— begin SOURCE TEXT —

Mary d'Anjou, Queen of France, and her son, Louis, Count of Maine, who
all three desired peace, set themselves to work to overthrow the
favorite.  In June, 1433, four young lords, one of whom, Sire de Beuil,
was La Tremoille's own nephew, introduced themselves unexpectedly into
his room at the castle of Coudray, near Chinon, where Charles VII. was.
La Tremoille showed an intention of resisting, and received a
sword-thrust.  He was made to resign all his offices, and was sent under
strict guard to the castle of Alontresor, the property of his nephew,
Sire de Beuil.  The conspirators had concerted measures with La
Tremoille's rival, the constable De Richemont, Arthur of Brittany, a man
distinguished in war, who had lately gone to help Joan of Arc, and who
was known to be a friend of peace at the same time that he was firmly
devoted to the national cause.  He was called away from his castle of
Parthenay, and set at the head of the government as well as of the army.

— end SOURCE TEXT —
— begin SOURCE DATA —

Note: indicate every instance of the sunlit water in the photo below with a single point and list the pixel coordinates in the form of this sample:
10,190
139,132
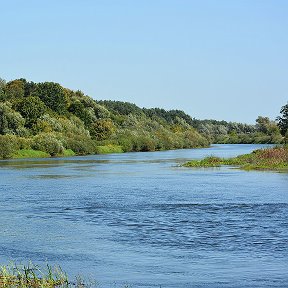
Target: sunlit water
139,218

— end SOURCE DATA —
— begin SOURCE DATA —

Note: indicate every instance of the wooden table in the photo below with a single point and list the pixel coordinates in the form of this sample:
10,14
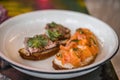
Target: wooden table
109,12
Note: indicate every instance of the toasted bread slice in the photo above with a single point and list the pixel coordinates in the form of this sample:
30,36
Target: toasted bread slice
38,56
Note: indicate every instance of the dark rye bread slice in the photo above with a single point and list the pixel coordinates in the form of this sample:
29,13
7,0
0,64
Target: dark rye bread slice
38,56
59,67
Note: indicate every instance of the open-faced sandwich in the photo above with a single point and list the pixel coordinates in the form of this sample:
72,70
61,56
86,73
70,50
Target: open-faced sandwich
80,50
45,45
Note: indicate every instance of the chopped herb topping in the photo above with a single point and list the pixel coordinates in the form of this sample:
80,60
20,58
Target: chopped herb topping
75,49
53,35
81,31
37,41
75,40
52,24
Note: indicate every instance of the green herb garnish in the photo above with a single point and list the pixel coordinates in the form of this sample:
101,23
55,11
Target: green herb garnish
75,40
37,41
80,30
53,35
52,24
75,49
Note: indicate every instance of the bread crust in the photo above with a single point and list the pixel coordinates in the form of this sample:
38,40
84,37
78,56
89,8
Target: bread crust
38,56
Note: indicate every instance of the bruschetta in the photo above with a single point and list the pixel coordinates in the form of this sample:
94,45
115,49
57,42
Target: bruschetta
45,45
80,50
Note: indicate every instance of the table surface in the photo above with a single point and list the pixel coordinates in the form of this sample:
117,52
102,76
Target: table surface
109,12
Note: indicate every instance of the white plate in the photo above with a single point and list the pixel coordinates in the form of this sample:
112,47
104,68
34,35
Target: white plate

— end SOURCE DATA —

• EXERCISE INSTRUCTIONS:
a) Could you update the records from the line that has "Note: indicate every instance of the bruschetta" through the line that has "Target: white plate" by replacing "single point" with "single dot" and leaving everything else unchanged?
b) Can you continue the passage on La Tremoille's overthrow from where it stops?

• REPLIES:
a)
Note: indicate every instance of the bruschetta in the photo above with a single dot and list the pixel coordinates in the form of this sample:
94,45
115,49
57,42
Target: bruschetta
45,45
80,50
Note: indicate every instance of the table surface in the photo above with a single dot and list the pixel coordinates in the form of this sample:
117,52
102,76
Target: table surface
109,12
Note: indicate every instance of the white plate in the photo above with a single dot and list the pixel coordinates in the form of this sample:
112,47
104,68
34,35
Target: white plate

b)
Charles VII. at first showed anger at his favorite's downfall.  He asked
if Richemont was present, and was told no: where-upon he seemed to grow
calmer.  Before long he did more; he became resigned, and, continuing all
the while to give La Tremoille occasional proofs of his former favor, he
fully accepted De Richemont's influence and the new direction which the
constable imposed upon his government.

War was continued nearly everywhere, with alternations of success and
reverse which deprived none of the parties of hope without giving victory
to any.  Peace, however, was more and more the general desire.  Scarcely
had one attempt at pacification failed when another was begun.  The
constable De Richemont's return to power led to fresh overtures.  He was
a states-man as well as a warrior; and his inclinations were known at
Dijon and London, as well as at Chinon.  The advisers of King Henry VI.
proposed to open a conference, on the 15th of October, 1433, at Calais.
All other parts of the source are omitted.